▸ **Task material**
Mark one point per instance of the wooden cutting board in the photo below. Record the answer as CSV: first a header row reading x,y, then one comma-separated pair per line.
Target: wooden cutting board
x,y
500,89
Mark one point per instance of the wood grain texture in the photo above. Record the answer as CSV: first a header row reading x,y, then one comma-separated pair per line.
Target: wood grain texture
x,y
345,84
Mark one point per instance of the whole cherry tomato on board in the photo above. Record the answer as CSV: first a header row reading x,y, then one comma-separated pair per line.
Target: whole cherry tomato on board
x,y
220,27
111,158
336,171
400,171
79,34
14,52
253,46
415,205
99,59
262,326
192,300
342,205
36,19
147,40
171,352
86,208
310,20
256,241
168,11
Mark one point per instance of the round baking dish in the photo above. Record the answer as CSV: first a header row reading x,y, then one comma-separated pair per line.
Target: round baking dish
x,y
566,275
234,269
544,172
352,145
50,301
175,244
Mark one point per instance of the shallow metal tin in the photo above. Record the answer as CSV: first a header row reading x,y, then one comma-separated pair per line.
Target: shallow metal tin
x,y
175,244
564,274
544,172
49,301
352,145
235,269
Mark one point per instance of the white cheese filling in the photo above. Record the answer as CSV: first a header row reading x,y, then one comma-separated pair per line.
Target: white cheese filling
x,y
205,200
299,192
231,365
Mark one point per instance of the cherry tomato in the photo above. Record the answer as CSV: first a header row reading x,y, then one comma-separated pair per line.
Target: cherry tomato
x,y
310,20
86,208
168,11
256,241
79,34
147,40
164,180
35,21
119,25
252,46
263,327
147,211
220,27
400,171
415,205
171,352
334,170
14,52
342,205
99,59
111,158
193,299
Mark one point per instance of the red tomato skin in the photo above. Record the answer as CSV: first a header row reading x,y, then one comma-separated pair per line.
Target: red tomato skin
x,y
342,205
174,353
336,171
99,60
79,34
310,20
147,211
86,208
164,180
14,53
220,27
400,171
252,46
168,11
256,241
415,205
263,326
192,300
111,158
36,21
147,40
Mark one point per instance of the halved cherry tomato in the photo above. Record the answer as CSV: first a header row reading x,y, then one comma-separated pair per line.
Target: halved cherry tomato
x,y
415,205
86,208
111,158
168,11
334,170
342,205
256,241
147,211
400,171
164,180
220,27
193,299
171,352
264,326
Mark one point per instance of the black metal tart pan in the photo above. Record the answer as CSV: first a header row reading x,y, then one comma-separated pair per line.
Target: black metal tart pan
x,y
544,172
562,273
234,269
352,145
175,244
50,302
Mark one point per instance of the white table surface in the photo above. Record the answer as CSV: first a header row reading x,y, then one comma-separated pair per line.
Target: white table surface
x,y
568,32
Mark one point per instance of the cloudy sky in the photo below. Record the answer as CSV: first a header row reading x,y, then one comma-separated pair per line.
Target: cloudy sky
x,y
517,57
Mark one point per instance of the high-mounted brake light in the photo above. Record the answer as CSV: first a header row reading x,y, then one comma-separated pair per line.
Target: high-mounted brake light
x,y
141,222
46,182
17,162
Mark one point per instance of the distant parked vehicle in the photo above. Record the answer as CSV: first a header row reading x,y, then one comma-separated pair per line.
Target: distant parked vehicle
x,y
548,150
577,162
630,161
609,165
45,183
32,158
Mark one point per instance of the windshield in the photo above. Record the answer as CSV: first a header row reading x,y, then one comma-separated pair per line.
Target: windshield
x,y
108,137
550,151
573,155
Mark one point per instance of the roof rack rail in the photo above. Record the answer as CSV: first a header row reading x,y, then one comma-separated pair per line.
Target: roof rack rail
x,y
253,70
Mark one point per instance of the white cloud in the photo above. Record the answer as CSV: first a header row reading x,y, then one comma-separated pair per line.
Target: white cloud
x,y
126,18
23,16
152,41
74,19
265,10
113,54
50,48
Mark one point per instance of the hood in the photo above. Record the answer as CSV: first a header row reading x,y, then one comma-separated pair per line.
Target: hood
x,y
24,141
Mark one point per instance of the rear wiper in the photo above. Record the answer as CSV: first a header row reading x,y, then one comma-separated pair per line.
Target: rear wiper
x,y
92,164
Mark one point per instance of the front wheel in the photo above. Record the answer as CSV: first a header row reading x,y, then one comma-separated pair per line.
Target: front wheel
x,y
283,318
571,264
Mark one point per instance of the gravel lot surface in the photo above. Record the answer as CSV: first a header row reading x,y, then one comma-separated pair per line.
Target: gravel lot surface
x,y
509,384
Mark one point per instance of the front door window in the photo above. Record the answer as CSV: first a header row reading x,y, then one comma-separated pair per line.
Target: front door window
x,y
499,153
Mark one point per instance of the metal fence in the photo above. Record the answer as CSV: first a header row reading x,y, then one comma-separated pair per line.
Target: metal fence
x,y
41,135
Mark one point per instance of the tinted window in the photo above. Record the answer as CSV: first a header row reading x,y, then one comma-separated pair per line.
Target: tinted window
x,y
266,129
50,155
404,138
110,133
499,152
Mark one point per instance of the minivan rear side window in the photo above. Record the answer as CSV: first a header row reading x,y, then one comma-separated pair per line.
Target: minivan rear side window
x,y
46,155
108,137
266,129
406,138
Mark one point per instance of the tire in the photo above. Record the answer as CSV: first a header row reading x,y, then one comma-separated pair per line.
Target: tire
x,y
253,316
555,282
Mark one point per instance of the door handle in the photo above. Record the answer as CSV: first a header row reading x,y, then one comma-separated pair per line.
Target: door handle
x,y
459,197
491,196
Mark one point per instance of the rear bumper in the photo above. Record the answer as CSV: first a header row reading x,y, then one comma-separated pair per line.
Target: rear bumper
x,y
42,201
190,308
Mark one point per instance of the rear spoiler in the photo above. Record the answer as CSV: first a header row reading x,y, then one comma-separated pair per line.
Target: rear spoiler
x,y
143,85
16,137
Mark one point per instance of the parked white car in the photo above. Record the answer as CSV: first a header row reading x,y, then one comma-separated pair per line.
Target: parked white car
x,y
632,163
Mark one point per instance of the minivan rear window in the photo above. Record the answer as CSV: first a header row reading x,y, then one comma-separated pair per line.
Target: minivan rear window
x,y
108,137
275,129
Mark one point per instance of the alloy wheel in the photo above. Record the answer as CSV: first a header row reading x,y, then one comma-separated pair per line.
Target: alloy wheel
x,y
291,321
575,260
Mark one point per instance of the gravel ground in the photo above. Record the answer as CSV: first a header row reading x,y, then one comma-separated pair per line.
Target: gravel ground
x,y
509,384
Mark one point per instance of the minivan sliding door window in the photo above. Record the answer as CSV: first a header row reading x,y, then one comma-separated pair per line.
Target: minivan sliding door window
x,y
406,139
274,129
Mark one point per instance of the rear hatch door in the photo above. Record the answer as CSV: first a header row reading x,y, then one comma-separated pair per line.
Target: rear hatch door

▸ **Your task**
Write out all the lines again, exactly as they are.

▸ **Exercise response**
Mark one point per instance of the wooden cutting board in the photo below. Record the answer as CSV: first a header row reading x,y, then one comma-separated pair per line.
Target: wooden cutting board
x,y
500,89
Mark one point per instance of the wood grain texture in the photo above. Record the answer as CSV: first a header row reading x,y, then one comma-separated pair per line.
Target: wood grain texture
x,y
345,84
Mark one point per instance of the whole cherry tomato on board in the photo above. Record the answer as CSV: first a header row reading x,y, then one comma-separated pair per line.
Target: whole cherry tomato on board
x,y
220,27
111,158
336,171
400,171
79,34
14,52
253,46
415,205
99,59
262,326
192,300
342,205
36,19
147,40
171,352
86,208
310,20
256,241
168,11
Mark one point per instance of the round baking dish in the photo above. Record the answer as CSV: first a header row reading x,y, then one comma-separated pair per line.
Target: round baking dish
x,y
566,275
234,269
544,172
352,145
50,301
175,244
Mark one point per instance of the shallow metal tin in the photo above. Record the answer as CSV: first a header row reading x,y, then one comma-separated pair per line.
Target: shallow metal tin
x,y
175,244
564,274
544,172
49,301
352,145
235,269
Mark one point per instance of the white cheese filling in the photo above. Record the answer as CSV: first a header row reading x,y, then one comma-separated pair per line.
Target: white cheese filling
x,y
205,200
299,192
231,365
Mark one point per instance of the cherry tomato in the photo above. Record the answer as CSV: first a header row reading x,y, then one comma-separated pair per line.
Target: cherry tomato
x,y
310,20
86,208
168,11
256,241
79,34
147,40
164,180
35,21
119,25
252,46
263,327
147,211
220,27
400,171
415,205
171,352
334,170
14,52
342,205
99,59
111,158
193,299
Mark one point per instance of the red tomato skin in the photo above. Record the answer as CSV: first a header row reading x,y, then one comma-separated pair per line.
Target: red tomato skin
x,y
342,205
174,353
336,171
99,60
79,34
310,20
147,211
86,208
164,180
14,53
220,27
400,171
252,46
168,11
256,241
415,205
263,326
192,300
111,158
36,21
147,40
Mark one point per instance of the halved cherry tomato in the photo above. Record the answer as CSV: first a header row reading x,y, then one comma-separated pair per line.
Target: halved cherry tomato
x,y
415,205
86,208
111,158
168,11
334,170
342,205
256,241
147,211
400,171
164,180
220,27
193,299
171,352
264,326
Mark one point per instance of the black metal tart pan in the photo above. Record the answer as CSV: first a header row reading x,y, then one comma-separated pair per line.
Target: black metal tart pan
x,y
544,172
562,273
234,269
352,145
175,244
50,302
Mark one point per instance of the white table surface in the photo above. Record the answer as CSV: first a header row reading x,y, then one comma-separated pair per line.
Target: white table surface
x,y
568,32
Mark one point per instance of the cloudy sky in the photo below. Record the answer as CSV: first a header row reading x,y, then one comma-separated pair per line.
Target: cloudy sky
x,y
517,57
Mark one point per instance of the high-mounted brake light in the photo above. Record the answer as CSV: first a header row reading x,y, then one comma-separated pair per line.
Target: high-mounted brake light
x,y
141,222
46,182
17,162
Mark one point per instance of the distant parked vehicle in the photo above. Record the answer as CSV: first a header row reading x,y, then one comma-separated pair per line.
Target: distant parked vehicle
x,y
548,150
577,162
630,161
609,165
45,183
32,158
Mark one point per instance of the windshield in the photo above. Record the answer as CSV: first a header row reading x,y, then one comma-separated pair per line.
Target: windshield
x,y
108,137
550,151
573,155
Mark one point per instance of the roof rack rail in the photo above. Record the answer as CSV: first a header row reading x,y, then one comma-separated pair per line.
Target: roof rack rail
x,y
253,70
Mark one point per instance of the white cloud in the photo above. Record the answer as CSV: first a header row reading x,y, then one comma-separated pair per line.
Target: white cloud
x,y
126,18
23,16
152,41
74,19
265,10
113,54
50,48
Mark one point per instance of the hood in the photo above. Record the answer as CSV: first a header row reading x,y, then one comma-separated pair per line.
Target: hood
x,y
24,141
Mark one point per instance of the rear wiper in the photo above. Record the answer as CSV: first a header row reading x,y, then one comma-separated pair per line.
Target: rear wiper
x,y
92,164
Mark one point per instance of the front wheel in the photo above. Record the answer as CSV: first a header row reading x,y, then one comma-separated pair per line.
Target: front wheel
x,y
283,318
571,264
Mark one point per instance of the gravel lot surface in the photo above. Record the answer as CSV: first a header row reading x,y, then one comma-separated pair per line.
Target: gravel lot surface
x,y
509,384
Mark one point per instance of the front door window in the photo above. Record the answer as CSV: first a header row reading x,y, then one comma-separated pair per line.
Target: front door window
x,y
499,153
Mark one point per instance of the metal fence in the photo above. Record the answer as CSV: first a header row reading x,y, then one comma-separated pair per line.
Target: metal fence
x,y
41,135
Mark one point per instance of the tinted window in the photo above. Record the answer as CSV: first a header row reading x,y, then one comma-separated pair per line.
Target: tinted window
x,y
266,129
50,155
404,138
110,133
499,152
Mark one point per instance of the minivan rear side window in the photo above. Record the answer as CSV: first a header row reading x,y, then one comma-separated pair per line.
Target: minivan rear side window
x,y
46,155
108,137
266,129
406,138
Mark one point per instance of the tire in the photo above. Record the answer as CSV: first a header row reading x,y, then one comma-separated pair per line.
Target: tire
x,y
253,316
555,282
Mark one point per instance of the door handle in the photo above. Record the answer as CSV: first a header row reading x,y, then one comma-separated pair per line.
Target: door handle
x,y
459,197
491,196
Mark one point per instance of the rear bumper in the photo above. Record the answer as CSV: first a header row reading x,y, then one comma-separated pair per line.
Target: rear bumper
x,y
42,201
190,308
Mark one point per instance of the rear spoiler in the photo above. Record the answer as CSV: first a header row reading x,y, then one comma-separated pair per line.
Target: rear spoiler
x,y
143,85
16,137
Mark one point per instance of the parked white car in the photo above. Record the answer as CSV: first a header row reading x,y, then one comma-separated pair per line.
Target: parked white car
x,y
632,163
Mark one point per instance of the minivan rear window in the photo above. Record the answer as CSV: first a header row reading x,y, then one comma-separated pair per line.
Target: minivan rear window
x,y
108,137
275,129
Mark one point per instance of the alloy wheel in the photo above. Record the answer as CSV: first a header row reading x,y, then one comma-separated pair per line.
Target: alloy wheel
x,y
291,321
575,260
Mark one point per instance of the gravel ground in the photo above. Record the answer as CSV: first a header row reading x,y, then one comma-separated pair per line.
Target: gravel ground
x,y
509,384
Mark one point per instance of the minivan sliding door window in the photo above. Record the answer as CSV: first a header row reading x,y, then one comma-separated pair per line.
Target: minivan sliding door window
x,y
406,139
274,129
Mark one point per instance of the rear hatch door in the photo above. Record the answer as CSV: first a header row reading x,y, then one comma-separated pair per line.
Target: rear hatch door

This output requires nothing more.